Actions to take
• 1. Name every film and TV series that the Casio CA-53W text says the watch appeared in.
• 2. Write out the part of the Casio CA-53W text between "The case of the watch measures" and "swapped or replaced.", inclusive.

Digital watch manufactured by Casio

The Casio CA-53W is a digital calculator watch manufactured by the Japanese electronics company Casio and was introduced in 1988 as a successor to the CA-50. It became famous for its appearance in the American science fiction films Back to the Future Part II (1989) and Back to the Future Part III (1990) and later for appearing in the American TV series Breaking Bad (2008-2013).

== Specifications ==
=== Design ===

The case of the watch measures 43.2 by 34.4 by 8.2 millimetres and the watch has a weight of 24 grams. The case has a lug-to-lug width of 42 millimetres and a thickness of 8 millimeters (including the raised area of the case back). The case of the watch is made from resin, with a plastic watch crystal, and a stainless steel case back with the model and module number stamped on it which is secured with four screws. The inner lug width (where the strap attaches) is 20 millimeters, and the strap is made of polyurethane. The strap can be swapped or replaced.

=== Features ===

The CA-53W features an 8-digit calculator with basic operators, a 24-hour 1/100 second stopwatch which can measure up to 23:59.99. The stop watch can also record split times and 1st and 2nd place times. Other features include a daily alarm, a full auto calendar up to the year 2099, an hourly signal and a dual time mode. The watch is claimed to be accurate to ±15 seconds per month and is powered by a CR2016 3-volt lithium button cell. The watch has basic water-resistance which for Casio Digital watches means splash-proof (washing hands or rain). The display of the watch lacks internal illumination.

[Entries taken from a collection]
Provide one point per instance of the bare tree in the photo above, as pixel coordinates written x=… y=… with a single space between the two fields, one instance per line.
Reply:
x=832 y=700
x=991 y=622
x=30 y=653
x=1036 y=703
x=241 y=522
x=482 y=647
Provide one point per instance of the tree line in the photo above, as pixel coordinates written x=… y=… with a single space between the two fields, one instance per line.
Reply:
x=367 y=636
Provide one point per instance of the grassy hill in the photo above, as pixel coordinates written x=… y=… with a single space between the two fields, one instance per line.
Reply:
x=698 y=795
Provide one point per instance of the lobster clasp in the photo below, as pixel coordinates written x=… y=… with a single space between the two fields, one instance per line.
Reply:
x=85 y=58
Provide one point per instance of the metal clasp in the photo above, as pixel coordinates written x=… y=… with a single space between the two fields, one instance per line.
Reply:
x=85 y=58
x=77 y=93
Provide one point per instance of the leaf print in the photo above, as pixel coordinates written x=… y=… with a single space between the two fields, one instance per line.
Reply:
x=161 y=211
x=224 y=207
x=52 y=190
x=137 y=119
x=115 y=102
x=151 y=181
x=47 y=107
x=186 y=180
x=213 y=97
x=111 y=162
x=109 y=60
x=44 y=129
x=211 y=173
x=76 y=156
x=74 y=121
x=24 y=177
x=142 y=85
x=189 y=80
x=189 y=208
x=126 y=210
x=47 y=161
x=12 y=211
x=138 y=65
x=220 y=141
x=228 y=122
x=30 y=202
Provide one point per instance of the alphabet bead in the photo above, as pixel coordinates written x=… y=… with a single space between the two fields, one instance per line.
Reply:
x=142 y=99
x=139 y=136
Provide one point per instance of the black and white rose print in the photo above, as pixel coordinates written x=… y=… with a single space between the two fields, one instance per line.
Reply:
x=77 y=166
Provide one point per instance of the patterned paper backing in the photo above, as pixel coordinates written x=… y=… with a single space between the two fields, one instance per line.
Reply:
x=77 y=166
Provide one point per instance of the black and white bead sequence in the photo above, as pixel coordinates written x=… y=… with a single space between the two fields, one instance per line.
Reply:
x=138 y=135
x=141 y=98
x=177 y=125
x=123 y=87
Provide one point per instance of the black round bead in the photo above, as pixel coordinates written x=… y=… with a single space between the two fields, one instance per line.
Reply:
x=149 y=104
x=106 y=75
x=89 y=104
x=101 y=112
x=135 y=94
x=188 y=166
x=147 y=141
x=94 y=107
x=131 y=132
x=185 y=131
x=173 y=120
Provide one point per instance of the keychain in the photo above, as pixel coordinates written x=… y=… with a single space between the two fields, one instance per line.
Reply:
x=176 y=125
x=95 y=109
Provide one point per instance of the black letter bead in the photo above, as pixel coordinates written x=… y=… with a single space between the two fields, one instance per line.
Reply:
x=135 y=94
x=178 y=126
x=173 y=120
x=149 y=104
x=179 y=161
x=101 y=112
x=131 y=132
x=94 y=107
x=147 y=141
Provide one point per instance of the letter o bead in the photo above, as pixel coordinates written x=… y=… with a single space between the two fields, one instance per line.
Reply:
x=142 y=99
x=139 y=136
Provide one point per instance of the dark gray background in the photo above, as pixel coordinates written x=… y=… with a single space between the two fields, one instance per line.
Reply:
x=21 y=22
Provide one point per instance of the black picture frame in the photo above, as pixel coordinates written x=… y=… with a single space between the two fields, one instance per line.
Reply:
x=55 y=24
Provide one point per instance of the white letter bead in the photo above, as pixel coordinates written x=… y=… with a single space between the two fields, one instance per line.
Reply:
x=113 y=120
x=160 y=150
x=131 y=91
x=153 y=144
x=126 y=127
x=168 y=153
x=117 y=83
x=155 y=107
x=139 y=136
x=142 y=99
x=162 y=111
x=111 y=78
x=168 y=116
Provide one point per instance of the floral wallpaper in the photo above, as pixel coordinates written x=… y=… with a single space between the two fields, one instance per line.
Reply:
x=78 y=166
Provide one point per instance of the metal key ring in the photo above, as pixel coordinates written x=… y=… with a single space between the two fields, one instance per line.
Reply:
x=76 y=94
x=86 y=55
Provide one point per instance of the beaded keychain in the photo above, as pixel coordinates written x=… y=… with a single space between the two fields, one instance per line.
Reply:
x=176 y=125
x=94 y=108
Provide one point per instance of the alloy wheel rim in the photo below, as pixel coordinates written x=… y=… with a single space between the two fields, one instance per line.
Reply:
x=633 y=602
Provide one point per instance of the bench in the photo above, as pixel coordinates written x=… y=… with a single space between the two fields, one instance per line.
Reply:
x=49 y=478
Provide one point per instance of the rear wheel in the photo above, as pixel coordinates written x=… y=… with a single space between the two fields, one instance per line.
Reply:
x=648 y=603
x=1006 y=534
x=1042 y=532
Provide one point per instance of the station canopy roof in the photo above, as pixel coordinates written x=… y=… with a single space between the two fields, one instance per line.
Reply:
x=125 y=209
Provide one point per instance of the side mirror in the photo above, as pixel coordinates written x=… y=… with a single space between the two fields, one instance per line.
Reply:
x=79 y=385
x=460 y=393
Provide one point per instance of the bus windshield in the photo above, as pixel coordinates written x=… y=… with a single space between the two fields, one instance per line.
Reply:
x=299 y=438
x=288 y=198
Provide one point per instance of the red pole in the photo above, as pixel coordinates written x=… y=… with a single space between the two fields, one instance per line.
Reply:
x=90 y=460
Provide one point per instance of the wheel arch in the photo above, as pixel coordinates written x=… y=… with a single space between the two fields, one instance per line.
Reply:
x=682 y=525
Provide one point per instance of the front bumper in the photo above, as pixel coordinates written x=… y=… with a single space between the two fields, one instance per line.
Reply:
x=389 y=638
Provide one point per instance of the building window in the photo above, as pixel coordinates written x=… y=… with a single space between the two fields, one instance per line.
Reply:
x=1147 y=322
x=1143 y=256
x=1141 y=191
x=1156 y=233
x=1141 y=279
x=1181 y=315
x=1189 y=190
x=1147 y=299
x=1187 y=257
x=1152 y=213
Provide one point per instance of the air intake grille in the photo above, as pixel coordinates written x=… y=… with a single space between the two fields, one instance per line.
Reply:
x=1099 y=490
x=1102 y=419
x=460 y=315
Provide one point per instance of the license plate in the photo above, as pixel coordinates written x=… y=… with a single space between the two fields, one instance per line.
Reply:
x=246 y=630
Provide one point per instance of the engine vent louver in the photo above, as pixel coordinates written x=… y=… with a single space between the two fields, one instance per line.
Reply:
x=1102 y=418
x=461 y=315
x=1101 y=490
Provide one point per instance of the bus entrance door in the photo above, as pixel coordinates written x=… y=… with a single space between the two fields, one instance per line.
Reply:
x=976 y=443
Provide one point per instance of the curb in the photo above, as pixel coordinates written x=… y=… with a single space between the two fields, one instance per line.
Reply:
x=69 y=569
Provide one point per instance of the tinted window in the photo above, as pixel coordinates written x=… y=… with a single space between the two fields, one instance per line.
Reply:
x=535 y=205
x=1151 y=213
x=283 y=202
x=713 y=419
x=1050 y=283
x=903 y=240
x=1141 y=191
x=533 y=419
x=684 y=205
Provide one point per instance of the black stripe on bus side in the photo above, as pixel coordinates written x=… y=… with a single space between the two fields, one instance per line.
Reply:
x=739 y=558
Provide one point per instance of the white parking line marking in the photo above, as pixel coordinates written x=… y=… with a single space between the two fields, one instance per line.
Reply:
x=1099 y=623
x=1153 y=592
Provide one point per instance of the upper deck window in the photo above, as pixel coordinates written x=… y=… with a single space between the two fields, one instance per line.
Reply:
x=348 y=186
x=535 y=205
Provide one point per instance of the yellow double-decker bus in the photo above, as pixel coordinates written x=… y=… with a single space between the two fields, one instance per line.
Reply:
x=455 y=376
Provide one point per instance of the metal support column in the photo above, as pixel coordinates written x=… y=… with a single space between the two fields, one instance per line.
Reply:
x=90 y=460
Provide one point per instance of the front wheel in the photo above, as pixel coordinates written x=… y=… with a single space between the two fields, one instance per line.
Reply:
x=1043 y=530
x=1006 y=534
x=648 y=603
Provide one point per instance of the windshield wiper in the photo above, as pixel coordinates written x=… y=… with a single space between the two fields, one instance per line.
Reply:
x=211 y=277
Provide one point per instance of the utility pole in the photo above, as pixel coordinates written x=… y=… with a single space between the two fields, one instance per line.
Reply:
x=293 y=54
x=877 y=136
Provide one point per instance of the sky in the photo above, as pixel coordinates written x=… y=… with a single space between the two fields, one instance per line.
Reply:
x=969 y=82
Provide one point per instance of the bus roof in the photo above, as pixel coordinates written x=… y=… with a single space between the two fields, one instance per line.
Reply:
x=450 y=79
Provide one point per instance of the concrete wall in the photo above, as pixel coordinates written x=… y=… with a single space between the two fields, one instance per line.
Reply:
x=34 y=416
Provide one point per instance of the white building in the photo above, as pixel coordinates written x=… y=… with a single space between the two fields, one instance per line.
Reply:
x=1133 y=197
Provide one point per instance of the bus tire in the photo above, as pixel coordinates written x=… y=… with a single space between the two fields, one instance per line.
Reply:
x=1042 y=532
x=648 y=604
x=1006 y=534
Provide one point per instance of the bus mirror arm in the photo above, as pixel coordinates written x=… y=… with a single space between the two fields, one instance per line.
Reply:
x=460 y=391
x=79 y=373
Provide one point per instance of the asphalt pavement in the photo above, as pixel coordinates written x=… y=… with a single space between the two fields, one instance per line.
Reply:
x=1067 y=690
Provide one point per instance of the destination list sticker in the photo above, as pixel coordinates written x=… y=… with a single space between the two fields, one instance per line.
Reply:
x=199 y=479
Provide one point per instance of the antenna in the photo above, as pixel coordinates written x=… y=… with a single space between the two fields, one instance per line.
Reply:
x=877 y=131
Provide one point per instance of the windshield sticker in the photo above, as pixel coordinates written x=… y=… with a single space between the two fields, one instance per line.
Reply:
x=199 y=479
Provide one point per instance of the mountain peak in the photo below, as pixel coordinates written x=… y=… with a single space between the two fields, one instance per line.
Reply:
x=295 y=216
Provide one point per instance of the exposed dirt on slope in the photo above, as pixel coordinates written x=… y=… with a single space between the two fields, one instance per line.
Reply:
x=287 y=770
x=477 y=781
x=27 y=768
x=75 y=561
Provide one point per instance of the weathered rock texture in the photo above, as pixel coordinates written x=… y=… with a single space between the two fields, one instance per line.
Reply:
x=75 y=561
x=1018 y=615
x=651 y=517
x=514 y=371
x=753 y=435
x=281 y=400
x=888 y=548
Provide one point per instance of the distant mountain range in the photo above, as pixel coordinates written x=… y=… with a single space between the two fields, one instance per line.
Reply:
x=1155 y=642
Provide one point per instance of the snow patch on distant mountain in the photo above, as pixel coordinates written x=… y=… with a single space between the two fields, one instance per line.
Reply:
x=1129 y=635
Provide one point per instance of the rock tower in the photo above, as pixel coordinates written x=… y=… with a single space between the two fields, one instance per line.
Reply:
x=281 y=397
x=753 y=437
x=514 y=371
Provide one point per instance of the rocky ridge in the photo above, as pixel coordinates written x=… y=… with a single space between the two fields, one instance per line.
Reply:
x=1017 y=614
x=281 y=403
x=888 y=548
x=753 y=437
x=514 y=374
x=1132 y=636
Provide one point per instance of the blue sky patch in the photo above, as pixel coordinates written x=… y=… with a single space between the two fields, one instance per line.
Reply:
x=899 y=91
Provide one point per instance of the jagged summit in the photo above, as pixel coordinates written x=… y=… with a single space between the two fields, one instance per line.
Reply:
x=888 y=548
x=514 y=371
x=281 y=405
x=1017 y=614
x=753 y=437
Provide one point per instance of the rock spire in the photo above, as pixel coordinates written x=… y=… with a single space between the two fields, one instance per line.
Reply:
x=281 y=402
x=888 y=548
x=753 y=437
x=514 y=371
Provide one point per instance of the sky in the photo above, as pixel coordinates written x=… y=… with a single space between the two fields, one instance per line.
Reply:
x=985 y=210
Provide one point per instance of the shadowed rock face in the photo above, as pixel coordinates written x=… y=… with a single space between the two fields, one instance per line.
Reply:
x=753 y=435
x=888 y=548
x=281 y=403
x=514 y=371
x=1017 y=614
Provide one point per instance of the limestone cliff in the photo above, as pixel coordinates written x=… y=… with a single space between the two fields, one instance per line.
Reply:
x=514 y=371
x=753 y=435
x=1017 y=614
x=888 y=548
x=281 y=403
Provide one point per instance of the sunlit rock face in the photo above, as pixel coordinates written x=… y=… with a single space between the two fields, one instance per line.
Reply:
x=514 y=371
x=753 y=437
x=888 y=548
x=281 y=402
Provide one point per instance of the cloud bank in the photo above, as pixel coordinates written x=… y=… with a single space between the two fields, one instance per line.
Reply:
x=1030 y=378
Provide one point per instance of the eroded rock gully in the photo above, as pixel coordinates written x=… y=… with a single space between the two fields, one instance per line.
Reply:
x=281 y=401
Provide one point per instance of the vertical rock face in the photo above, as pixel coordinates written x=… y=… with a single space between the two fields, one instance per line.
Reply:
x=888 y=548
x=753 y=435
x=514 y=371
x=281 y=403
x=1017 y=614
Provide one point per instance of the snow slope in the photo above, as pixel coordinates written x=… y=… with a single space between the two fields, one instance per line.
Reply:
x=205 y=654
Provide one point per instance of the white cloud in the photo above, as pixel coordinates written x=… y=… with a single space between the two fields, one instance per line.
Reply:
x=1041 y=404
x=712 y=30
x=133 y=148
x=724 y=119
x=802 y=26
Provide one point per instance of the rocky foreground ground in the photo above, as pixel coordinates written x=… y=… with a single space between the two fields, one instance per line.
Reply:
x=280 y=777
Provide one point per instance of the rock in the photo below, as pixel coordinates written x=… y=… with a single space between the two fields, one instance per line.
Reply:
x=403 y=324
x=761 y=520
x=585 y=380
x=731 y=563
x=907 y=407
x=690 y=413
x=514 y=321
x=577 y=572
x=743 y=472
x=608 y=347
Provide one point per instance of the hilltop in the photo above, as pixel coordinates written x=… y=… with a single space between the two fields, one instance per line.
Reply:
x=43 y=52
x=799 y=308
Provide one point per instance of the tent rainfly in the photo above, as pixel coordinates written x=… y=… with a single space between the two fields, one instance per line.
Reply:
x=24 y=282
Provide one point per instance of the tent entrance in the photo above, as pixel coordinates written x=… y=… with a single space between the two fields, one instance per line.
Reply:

Answers for this exercise
• 1.
Back to the Future Part II (1989)
Back to the Future Part III (1990)
Breaking Bad (2008-2013)

• 2.
The case of the watch measures 43.2 by 34.4 by 8.2 millimetres and the watch has a weight of 24 grams. The case has a lug-to-lug width of 42 millimetres and a thickness of 8 millimeters (including the raised area of the case back). The case of the watch is made from resin, with a plastic watch crystal, and a stainless steel case back with the model and module number stamped on it which is secured with four screws. The inner lug width (where the strap attaches) is 20 millimeters, and the strap is made of polyurethane. The strap can be swapped or replaced.